* _Exercise requirements_
Every record is to be duplicated exactly as it reads, without its images.

* _Source data_
● ● ● ●
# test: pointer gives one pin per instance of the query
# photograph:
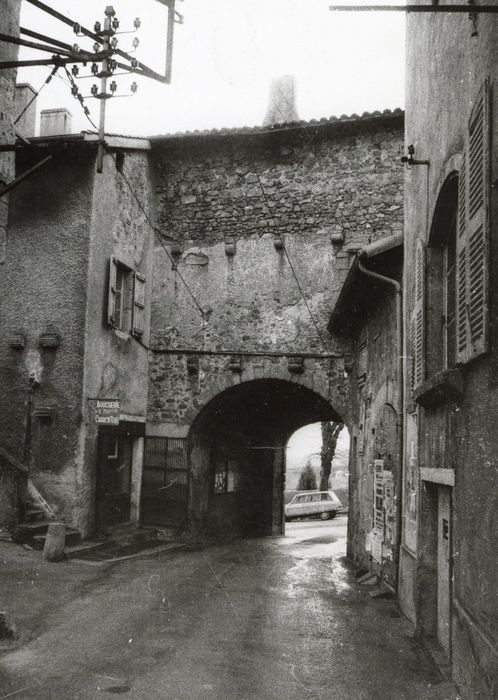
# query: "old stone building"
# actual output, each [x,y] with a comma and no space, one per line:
[235,381]
[74,302]
[368,311]
[448,562]
[237,243]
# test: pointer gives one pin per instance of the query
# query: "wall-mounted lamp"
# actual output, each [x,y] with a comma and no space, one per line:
[49,339]
[295,365]
[278,242]
[193,364]
[410,160]
[230,247]
[176,253]
[17,341]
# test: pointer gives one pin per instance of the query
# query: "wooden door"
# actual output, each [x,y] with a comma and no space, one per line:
[444,569]
[115,454]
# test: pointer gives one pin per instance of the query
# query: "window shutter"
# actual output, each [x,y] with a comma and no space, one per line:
[473,235]
[111,293]
[138,325]
[417,316]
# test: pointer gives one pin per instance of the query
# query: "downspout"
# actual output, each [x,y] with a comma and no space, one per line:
[400,423]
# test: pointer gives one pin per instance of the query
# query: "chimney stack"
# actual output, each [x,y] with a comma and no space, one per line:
[55,122]
[27,123]
[282,102]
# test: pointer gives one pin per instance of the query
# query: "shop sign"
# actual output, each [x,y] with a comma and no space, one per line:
[107,411]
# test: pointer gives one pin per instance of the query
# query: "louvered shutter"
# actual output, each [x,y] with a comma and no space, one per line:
[417,316]
[111,292]
[473,235]
[138,324]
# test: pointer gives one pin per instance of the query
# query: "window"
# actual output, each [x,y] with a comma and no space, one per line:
[126,299]
[226,476]
[472,250]
[441,281]
[458,255]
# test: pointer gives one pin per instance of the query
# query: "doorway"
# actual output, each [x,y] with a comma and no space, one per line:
[435,563]
[114,472]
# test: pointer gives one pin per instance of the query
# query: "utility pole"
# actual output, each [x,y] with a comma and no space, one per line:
[104,74]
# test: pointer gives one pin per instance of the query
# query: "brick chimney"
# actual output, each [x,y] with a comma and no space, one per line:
[27,123]
[55,122]
[282,102]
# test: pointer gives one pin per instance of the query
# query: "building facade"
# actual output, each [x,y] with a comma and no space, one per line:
[448,562]
[368,311]
[183,420]
[75,300]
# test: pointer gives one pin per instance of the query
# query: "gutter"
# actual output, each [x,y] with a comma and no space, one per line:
[364,254]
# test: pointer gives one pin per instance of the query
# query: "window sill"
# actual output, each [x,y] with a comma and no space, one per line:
[440,388]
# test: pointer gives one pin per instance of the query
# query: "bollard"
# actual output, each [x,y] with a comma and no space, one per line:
[55,542]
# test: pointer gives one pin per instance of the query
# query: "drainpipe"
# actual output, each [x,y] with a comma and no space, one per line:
[399,332]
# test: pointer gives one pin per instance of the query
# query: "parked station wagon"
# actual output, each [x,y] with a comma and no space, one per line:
[323,504]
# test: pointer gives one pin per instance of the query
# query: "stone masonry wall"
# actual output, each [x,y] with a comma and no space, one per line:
[233,193]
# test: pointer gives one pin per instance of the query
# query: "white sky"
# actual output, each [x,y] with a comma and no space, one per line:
[225,55]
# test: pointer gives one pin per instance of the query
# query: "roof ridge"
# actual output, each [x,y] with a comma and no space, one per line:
[286,125]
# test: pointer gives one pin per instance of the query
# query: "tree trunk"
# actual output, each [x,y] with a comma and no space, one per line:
[330,433]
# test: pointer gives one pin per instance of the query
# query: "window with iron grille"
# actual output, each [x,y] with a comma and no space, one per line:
[226,476]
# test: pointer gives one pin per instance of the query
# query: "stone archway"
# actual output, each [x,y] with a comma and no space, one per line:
[236,450]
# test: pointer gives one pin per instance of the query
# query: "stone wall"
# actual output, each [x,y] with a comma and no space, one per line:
[9,24]
[43,291]
[448,59]
[222,200]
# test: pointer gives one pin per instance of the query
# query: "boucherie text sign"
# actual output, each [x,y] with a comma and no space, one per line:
[107,411]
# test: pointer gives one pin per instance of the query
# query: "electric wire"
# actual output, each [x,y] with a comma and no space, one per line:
[158,236]
[48,79]
[80,98]
[137,199]
[291,265]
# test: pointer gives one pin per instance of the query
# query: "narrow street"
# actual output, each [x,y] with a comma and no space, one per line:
[260,619]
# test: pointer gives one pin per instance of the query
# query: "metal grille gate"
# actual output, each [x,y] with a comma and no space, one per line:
[165,482]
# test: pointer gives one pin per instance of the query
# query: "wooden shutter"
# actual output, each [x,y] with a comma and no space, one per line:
[111,293]
[138,323]
[417,316]
[473,234]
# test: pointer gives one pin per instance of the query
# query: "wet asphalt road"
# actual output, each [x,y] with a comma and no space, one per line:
[257,619]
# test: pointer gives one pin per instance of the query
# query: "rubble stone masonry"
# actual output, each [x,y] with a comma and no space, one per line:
[224,203]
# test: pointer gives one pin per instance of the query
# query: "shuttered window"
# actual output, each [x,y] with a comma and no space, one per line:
[138,304]
[111,295]
[473,234]
[417,316]
[126,298]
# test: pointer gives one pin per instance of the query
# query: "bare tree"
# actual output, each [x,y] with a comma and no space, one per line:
[307,478]
[330,433]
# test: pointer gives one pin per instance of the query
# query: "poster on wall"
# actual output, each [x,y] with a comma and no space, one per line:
[107,411]
[411,475]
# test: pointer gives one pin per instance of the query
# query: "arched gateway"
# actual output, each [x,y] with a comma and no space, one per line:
[236,453]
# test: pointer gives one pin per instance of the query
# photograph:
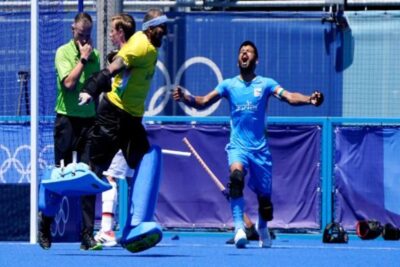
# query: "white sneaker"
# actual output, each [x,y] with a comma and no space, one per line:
[240,239]
[265,239]
[107,239]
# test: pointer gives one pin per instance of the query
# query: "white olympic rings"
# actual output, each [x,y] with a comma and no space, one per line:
[165,90]
[19,162]
[61,218]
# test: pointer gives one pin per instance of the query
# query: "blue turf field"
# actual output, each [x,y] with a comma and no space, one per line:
[209,249]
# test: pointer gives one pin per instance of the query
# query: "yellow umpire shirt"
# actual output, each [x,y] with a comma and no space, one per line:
[131,86]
● ● ● ●
* _Reply to the exercise_
# test: pointer gives one pin per instance of the query
# photograph:
# query: "old stone building"
# actual output, each [x,y] with a comma and no space, one per line:
[235,381]
[74,302]
[368,311]
[448,562]
[237,243]
# test: pointer gives one pin per instance of the query
# query: "wall-mounted lamp"
# actual output, each [x,y] with a comma and no space, one per line:
[49,339]
[295,365]
[278,242]
[193,364]
[410,160]
[230,247]
[176,253]
[17,341]
# test: pointer gives one pin per instance of the query
# query: "wooden door"
# actual output, each [x,y] with a comma and no space, one per line:
[444,569]
[115,454]
# test: pointer gives one pin per instance of the query
# query: "window shutter"
# actual output, each [x,y] with a comma and no space, one per line:
[473,235]
[111,293]
[138,325]
[417,316]
# test: pointer gives one pin per instance of the query
# query: "downspout"
# actual output, each [x,y] with a comma and no space, one per line:
[400,423]
# test: pointer gives one pin per instance of the query
# query: "chimney stack"
# actual output, each [x,y] with a comma and no space, one per line:
[55,122]
[27,123]
[282,102]
# test: pointer gives one pin per instance of the query
# query: "shop sign"
# actual output, each [x,y] with a comma and no space, one per line:
[107,411]
# test: pointer gives one pin per instance of the query
# query: "louvered shutter"
# actual output, each [x,y] with a comma and no space, one per line:
[417,316]
[111,292]
[473,235]
[138,324]
# test: pointer gives one pin per instance of the query
# query: "window"
# actual output, each [x,y] with a comma and no space, one per line:
[126,299]
[226,476]
[472,250]
[441,281]
[458,255]
# test: pointer gives one pin per instance of the query
# query: "doorway"
# actual output, each [x,y] with a comma and no space, one per line:
[435,563]
[114,472]
# test: pointer gives one pin per instance of the query
# query: "utility pole"
# actual output, each [x,y] with a comma and no space, one per line:
[104,74]
# test: pointer gives one pin per instance of the query
# query: "brick chimney"
# actual output, each [x,y] with a comma and no space, one per line:
[27,123]
[55,122]
[282,102]
# test: pointer gives one pin per instance of the query
# query: "building facade"
# actual output, each [x,y] with a comma and no space, one per line:
[448,562]
[368,311]
[183,420]
[75,300]
# test: pointer gives one pin per instance of the query
# query: "gutter"
# actual output, each [x,y] with a comma and no space, one per line:
[364,254]
# test: pointer gives one pin per instance of the query
# query: "window sill"
# actual output, each [x,y] with a comma and no space, one per line:
[440,388]
# test: pointer gives one pin per instance of the query
# query: "bollard"
# actual output, each [x,y] with a comma and no space, one per line:
[55,542]
# test: pointer gives one pin per instance of the query
# query: "drainpipe"
# actual output, each [x,y] with a comma and no space, one per line:
[399,332]
# test: pointer gives one pin per instance of the query
# query: "parked station wagon"
# actual output, each [x,y] with a comma and no space, one per line:
[323,504]
# test: pointer gives one pin per instance of the query
# query: "stone masonry wall"
# actual output, each [x,y] with a comma and no space, one per line:
[233,193]
# test: pointer gives one pin per instance of the query
# query: "white sky"
# actual output, each [x,y] with a comma and no space, one per line:
[225,55]
# test: pointer gives one pin per instance of the query
# query: "roof ridge"
# actual output, each [x,y] with a comma and no space, one per line:
[286,125]
# test: pointer gives one pin per instance of the query
# query: "tree trunk"
# actual output, each [x,y] with a comma and no space, one per line:
[330,433]
# test: pointer gives one pin per instance of the query
# query: "window with iron grille"
# actual output, each [x,y] with a comma and no space, one per line:
[226,476]
# test: pointer gives one pin per instance of the query
# query: "stone archway"
# actual output, each [x,y] with a comma and no space, one per line:
[236,450]
# test: pointer gives one pin per instance of the query
# query: "stone wall"
# actual output, each [x,y] with a comma and no space, one per line:
[9,24]
[43,291]
[448,59]
[222,200]
# test: pointer gives one pin per instance of the query
# query: "boucherie text sign"
# actual output, each [x,y] with a comma and no space, one per line:
[107,411]
# test: pointer gives one pin per instance of the query
# query: "electric wire"
# actual output, each [x,y] with a comma and no space, one per line:
[158,236]
[48,79]
[80,98]
[137,199]
[291,265]
# test: pointer gives one pin per instance of the query
# query: "narrow street"
# actual output, each [x,y] with a comma and no space, one per line:
[260,619]
# test: pointer gives one pin per instance of the query
# query: "metal grille gate"
# actual output, each [x,y] with a comma and no space, one per line:
[165,482]
# test: pointer gives one pin per instance of the query
# query: "wooden shutter"
# actual output, each [x,y] with a comma and no space, one per line:
[111,293]
[138,323]
[417,316]
[473,234]
# test: pointer gives one pin per instance of the query
# query: "wet asphalt road"
# actual output, each [x,y] with a comma and no space, one per line:
[257,619]
# test: pointer gives one pin per instance of the query
# query: "rubble stone masonry"
# actual output, each [x,y] with a comma and no space, one per line:
[224,203]
# test: pointer gives one pin per instance of the query
# query: "shuttered window"
# actual output, each [x,y] with a comma and no space, one per line:
[138,304]
[111,295]
[473,234]
[417,316]
[126,298]
# test: pointer gives one pin per instance of the query
# query: "bare tree"
# actual output, each [x,y] with a comma and no space, one per line:
[307,478]
[330,433]
# test: pointer gives one pin per instance of the query
# query: "poster on wall"
# actual output, each [x,y] with a comma and no space, one per line:
[107,411]
[411,475]
# test: pointer gives one pin per instance of the query
# query: "arched gateway"
# actual output, each [x,y] with a comma and no space, one per line:
[236,453]
# test: pointer gives one pin per instance of the query
# photograph:
# query: "white sneaker"
# actual output, each [x,y] with a comma and no space, one per line:
[240,239]
[265,239]
[107,239]
# test: pointer gives one pin per instance of the query
# query: "white olympic rings"
# actual output, each [x,y] with a comma and no space, one per line:
[165,90]
[19,162]
[61,218]
# test: pointer gives one pin per instance of the query
# query: "blue turf field"
# actual output, each [x,y] with a comma and no space, one per line:
[209,249]
# test: pointer gives one pin per instance of the query
# query: "yellow umpire shirt"
# actual output, each [x,y] with a comma and no space, one per line:
[131,86]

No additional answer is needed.